### TASK DESCRIPTION
Reproduce the part of the text on marijuana legalization that opens with the words "This election has" and closes with "a small margin.".

### TEXT SHOWN
□ □ □ □
This election has been an emotional one for us all. Whether you think Trump’s victory is the beginning of a new era of greatness for the USA or the very end of civilization as we know it, there is some objectively good news coming out of this election. In addition to choosing the next president, voters in California, Massachusetts, Nevada and Maine also decided to finally legalize the recreational use of marijuana for adults. Arizona also voted on this matter but decided against legalization by a small margin.
With marijuana now being legal in a significant portion of the country for recreational use (and far more for medical use) it is only a matter of time before the federal government will have to address this issue. Contrary to many opinions, legalizing marijuana will have many benefits beyond making smokers happy. Here are 5 ways that legalizing pot will benefit everyone.
□ □ □ □
[Stored data]
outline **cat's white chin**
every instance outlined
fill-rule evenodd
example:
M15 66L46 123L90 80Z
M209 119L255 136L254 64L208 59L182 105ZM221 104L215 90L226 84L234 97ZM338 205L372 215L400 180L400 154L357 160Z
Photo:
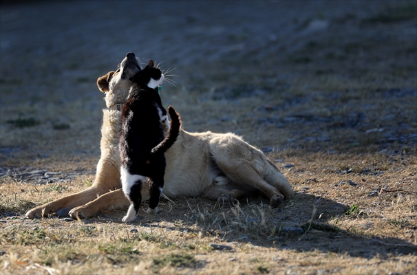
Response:
M151 81L148 83L148 87L151 89L155 89L164 82L164 75L161 74L161 77L156 80L153 78L151 78Z

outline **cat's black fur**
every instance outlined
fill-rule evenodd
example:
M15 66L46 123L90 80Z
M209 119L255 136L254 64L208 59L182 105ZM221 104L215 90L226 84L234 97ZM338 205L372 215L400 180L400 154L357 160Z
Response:
M152 210L159 204L164 186L166 162L163 153L175 142L181 126L178 113L169 106L168 111L171 126L168 135L164 139L162 123L167 119L167 111L162 107L158 87L148 86L157 82L155 80L158 80L161 77L163 76L160 69L155 67L151 60L146 67L130 78L134 84L122 110L122 132L119 142L121 171L125 169L130 175L146 177L153 182L149 200L149 208ZM136 180L134 184L131 181L127 185L130 187L128 190L125 186L127 181L126 179L123 180L122 173L123 191L133 204L136 215L142 201L140 189L143 182L141 179ZM124 218L123 221L130 221Z

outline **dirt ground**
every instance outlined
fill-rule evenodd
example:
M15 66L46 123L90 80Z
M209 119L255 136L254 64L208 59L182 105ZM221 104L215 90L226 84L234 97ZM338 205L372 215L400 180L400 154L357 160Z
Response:
M0 1L0 273L415 274L416 14L413 1ZM243 136L295 198L164 201L131 225L121 210L24 219L94 180L96 80L129 52L175 68L161 96L186 130Z

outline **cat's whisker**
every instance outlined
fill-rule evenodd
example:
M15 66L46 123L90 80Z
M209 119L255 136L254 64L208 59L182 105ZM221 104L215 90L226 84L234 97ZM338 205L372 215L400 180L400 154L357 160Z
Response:
M172 76L172 77L180 77L181 76L180 76L179 74L164 74L164 76L165 76L165 77L167 77L167 76L168 76L168 77L170 77L170 76Z
M169 79L169 78L164 78L164 82L167 82L169 84L170 86L173 86L175 88L178 88L174 83L175 82L174 80L173 80L172 79Z
M167 72L164 72L163 74L164 75L165 74L170 73L170 72L171 72L172 71L173 71L175 69L177 69L176 67L175 68L173 68L173 69L171 69L171 67L170 67L168 68L168 69L167 70Z

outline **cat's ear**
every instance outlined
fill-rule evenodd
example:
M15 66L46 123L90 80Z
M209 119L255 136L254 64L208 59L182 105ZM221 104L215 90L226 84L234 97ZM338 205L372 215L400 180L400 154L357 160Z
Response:
M118 69L119 71L119 69ZM116 72L118 72L116 71ZM109 91L109 83L111 80L111 77L114 74L115 72L111 71L109 72L106 75L99 77L97 79L97 86L100 91L105 93L106 91Z
M140 71L138 72L133 76L129 77L129 80L132 82L137 82L140 79L139 76L140 76Z

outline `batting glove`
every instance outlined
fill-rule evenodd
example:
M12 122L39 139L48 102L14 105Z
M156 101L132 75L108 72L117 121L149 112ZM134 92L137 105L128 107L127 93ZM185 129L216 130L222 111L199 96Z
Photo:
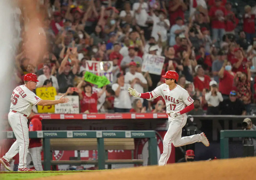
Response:
M170 117L172 118L176 117L180 115L179 112L173 112L171 113L170 114Z
M140 95L140 93L138 93L138 91L131 88L128 88L128 92L131 95L135 97L138 97Z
□ □ □ □
### SOLUTION TO THIS PROBLEM
This election has been an emotional one for us all. Whether you think Trump’s victory is the beginning of a new era of greatness for the USA or the very end of civilization as we know it, there is some objectively good news coming out of this election. In addition to choosing the next president, voters in California, Massachusetts, Nevada and Maine also decided to finally legalize the recreational use of marijuana for adults. Arizona also voted on this matter but decided against legalization by a small margin.